Text excerpt >>
=-=-=
On 3/29/22 14:55, David Hildenbrand wrote:
On 29.03.22 22:42, Khalid Aziz wrote:
On 3/29/22 07:59, David Hildenbrand wrote:
On 15.03.22 11:47, David Hildenbrand wrote:
In case arch_unmap_one() fails, we already did a swap_duplicate(). let's
undo that properly via swap_free().
Fixes: ca827d55ebaa ("mm, swap: Add infrastructure for saving page metadata on swap")
Reviewed-by: Khalid Aziz <khalid.aziz@xxxxxxxxxx>
Signed-off-by: David Hildenbrand <david@xxxxxxxxxx>
---
mm/rmap.c | 1 +
1 file changed, 1 insertion(+)
diff --git a/mm/rmap.c b/mm/rmap.c
index 6a1e8c7f6213..f825aeef61ca 100644
--- a/mm/rmap.c
+++ b/mm/rmap.c
@@ -1625,6 +1625,7 @@ static bool try_to_unmap_one(struct page *page, struct vm_area_struct *vma,
break;
}
if (arch_unmap_one(mm, vma, address, pteval) < 0) {
+ swap_free(entry);
set_pte_at(mm, address, pvmw.pte, pteval);
ret = false;
page_vma_mapped_walk_done(&pvmw);
Hi Khalid,
I'm a bit confused about the semantics if arch_unmap_one(), I hope you can clarify.
See patch #11 in this series, were we can fail unmapping after arch_unmap_one() succeeded. E.g.,
@@ -1623,6 +1634,24 @@ static bool try_to_unmap_one(struct page *page, struct vm_area_struct *vma,
page_vma_mapped_walk_done(&pvmw);
break;
}
+ if (anon_exclusive &&
+ page_try_share_anon_rmap(subpage)) {
+ swap_free(entry);
+ set_pte_at(mm, address, pvmw.pte, pteval);
+ ret = false;
+ page_vma_mapped_walk_done(&pvmw);
+ break;
+ }
+ /*
+ * Note: We don't remember yet if the page was mapped
+ * exclusively in the swap entry, so swapin code has
+ * to re-determine that manually and might detect the
+ * page as possibly shared, for example, if there are
+ * other references on the page or if the page is under
+ * writeback. We made sure that there are no GUP pins
+ * on the page that would rely on it, so for GUP pins
+ * this is fine.
+ */
if (list_empty(&mm->mmlist)) {
spin_lock(&mmlist_lock);
if (list_empty(&mm->mmlist))
For now, I was under the impression that we don't have to undo anything after
arch_unmap_one() succeeded, because we seem to not do anything for two
cases below. But looking into arch_unmap_one() and how it allocates stuff I do
wonder what we would actually want to do here -- I'd assume we'd want to
trigger the del_tag_store() somehow?
Hi David,
Hi,
thanks for your fast reply.
=-=-=
Given entries >>

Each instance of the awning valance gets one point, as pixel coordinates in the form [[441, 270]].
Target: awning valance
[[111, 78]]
=-=-=
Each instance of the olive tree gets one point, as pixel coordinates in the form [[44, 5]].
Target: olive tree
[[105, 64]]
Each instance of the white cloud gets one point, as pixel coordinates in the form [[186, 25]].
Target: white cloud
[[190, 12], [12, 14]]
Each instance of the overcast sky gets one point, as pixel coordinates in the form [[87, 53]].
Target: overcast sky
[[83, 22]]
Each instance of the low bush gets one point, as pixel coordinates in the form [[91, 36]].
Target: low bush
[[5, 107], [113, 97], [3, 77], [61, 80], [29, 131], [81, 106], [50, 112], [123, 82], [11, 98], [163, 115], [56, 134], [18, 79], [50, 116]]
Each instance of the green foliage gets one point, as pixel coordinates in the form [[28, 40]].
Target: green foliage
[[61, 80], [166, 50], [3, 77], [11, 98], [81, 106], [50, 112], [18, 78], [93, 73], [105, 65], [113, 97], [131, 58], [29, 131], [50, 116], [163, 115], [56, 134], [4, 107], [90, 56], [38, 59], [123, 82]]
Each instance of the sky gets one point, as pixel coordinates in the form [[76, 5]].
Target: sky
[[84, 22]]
=-=-=
Work to do >> According to the mailing-list thread, what line does the patch add to mm/rmap.c when arch_unmap_one() fails?

Task result >> It adds a call to swap_free(entry).